Pentagon blames ISIS for 105 civilians killed in Mosul airstrike

Pentagon blames ISIS for 105 civilians killed in Mosul airstrike

By Loree Lewis   
An explosion rocks Mosul, Iraq, during the Combined Joint Task Force-Operation Inherent Resolve-backed Iraqi security forces' offensive to liberate the city, April 2, 2017. CJTF-OIR is the global Coalition to defeat ISIS in Iraq and Syria. (U.S. Army photo by Staff Sgt. Jason Hull)

WASHINGTON – A U.S. airstrike in March killed over 100 civilians when the bomb set off a secondary explosion rigged by ISIS in the targeted building, according to a report released by the U.S. military Thursday.

The U.S. strike on March 17 triggered explosives that had been strategically rigged by ISIS militants, causing a much larger explosion than expected, taking down the reinforced concrete structure and crushing those inside.

The two-month long Pentagon investigation found that 105 civilians had been killed in the strike — 101 inside the targeted two-story building that had a partial basement, and four in an adjacent structure. Thirty-six civilians believed to have been inside the building have not been found.
—————
What you will do:
How many of the 105 civilians in the Mosul airstrike article were killed inside the targeted building?
—————
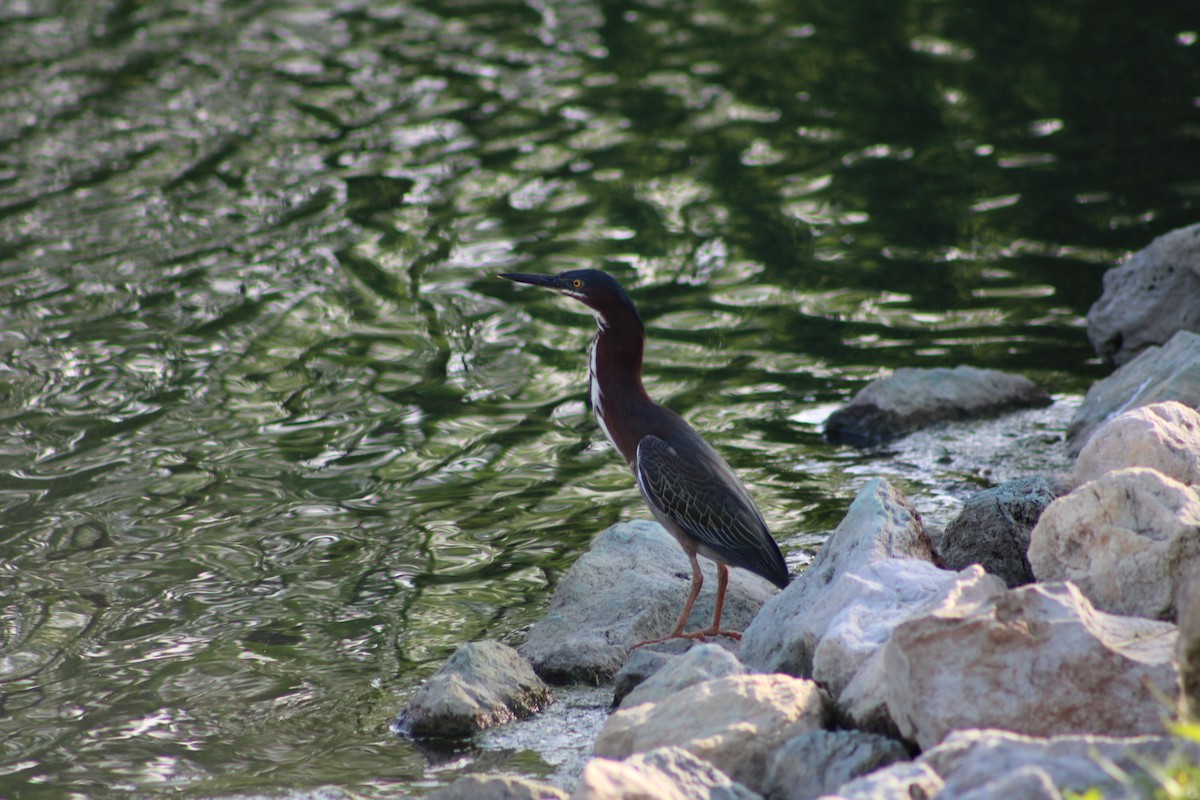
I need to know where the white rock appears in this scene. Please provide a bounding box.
[1075,401,1200,486]
[883,583,1178,750]
[571,747,762,800]
[1030,467,1200,619]
[595,674,829,792]
[738,479,934,676]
—————
Exercise output:
101